▶ Your assignment
The answer should be the lines from the one with "Query: face" through the final line of the entries, restated word for word.

--- START ---

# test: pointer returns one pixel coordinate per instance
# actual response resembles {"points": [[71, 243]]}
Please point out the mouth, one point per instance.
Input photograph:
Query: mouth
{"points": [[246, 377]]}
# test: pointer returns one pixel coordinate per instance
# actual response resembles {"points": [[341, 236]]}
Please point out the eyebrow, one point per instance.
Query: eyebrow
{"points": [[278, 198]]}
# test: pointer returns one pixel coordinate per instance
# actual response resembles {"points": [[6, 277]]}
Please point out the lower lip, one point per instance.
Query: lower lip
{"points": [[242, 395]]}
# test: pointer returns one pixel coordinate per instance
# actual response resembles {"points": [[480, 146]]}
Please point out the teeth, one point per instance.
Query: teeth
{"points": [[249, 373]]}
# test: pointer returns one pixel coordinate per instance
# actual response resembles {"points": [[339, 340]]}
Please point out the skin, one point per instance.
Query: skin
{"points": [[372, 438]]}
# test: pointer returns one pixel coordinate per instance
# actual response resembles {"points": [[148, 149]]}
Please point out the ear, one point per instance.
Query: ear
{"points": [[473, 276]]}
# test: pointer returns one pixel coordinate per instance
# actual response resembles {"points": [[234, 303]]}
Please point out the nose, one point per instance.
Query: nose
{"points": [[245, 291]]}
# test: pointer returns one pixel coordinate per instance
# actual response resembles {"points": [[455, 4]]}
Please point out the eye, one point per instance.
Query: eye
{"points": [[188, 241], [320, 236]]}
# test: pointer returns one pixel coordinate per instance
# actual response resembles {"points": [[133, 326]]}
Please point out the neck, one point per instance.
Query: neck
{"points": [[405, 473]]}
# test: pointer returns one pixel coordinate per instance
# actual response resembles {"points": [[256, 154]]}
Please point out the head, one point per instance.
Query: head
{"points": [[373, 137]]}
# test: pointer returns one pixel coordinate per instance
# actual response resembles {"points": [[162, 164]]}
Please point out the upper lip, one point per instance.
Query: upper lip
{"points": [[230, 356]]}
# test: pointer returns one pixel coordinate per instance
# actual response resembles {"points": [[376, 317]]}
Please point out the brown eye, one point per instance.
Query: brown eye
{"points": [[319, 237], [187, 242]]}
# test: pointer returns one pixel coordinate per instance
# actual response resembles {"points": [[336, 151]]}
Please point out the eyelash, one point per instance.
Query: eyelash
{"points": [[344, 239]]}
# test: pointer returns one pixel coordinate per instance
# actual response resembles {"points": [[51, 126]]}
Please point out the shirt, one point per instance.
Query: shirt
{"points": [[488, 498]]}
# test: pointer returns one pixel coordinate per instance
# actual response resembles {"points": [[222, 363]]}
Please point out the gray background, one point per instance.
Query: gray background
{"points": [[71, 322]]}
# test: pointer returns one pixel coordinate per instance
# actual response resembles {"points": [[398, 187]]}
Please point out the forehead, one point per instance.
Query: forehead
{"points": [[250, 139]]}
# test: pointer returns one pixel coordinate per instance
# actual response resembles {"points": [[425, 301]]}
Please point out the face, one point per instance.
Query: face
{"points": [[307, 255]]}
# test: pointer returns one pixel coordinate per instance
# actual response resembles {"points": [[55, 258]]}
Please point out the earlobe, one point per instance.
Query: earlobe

--- END ---

▶ Response to the exercise
Query: face
{"points": [[307, 255]]}
# test: pointer returns one pixel coordinate per instance
# actual response resembles {"points": [[55, 258]]}
Please point out the earlobe, one point per instance.
Query: earlobe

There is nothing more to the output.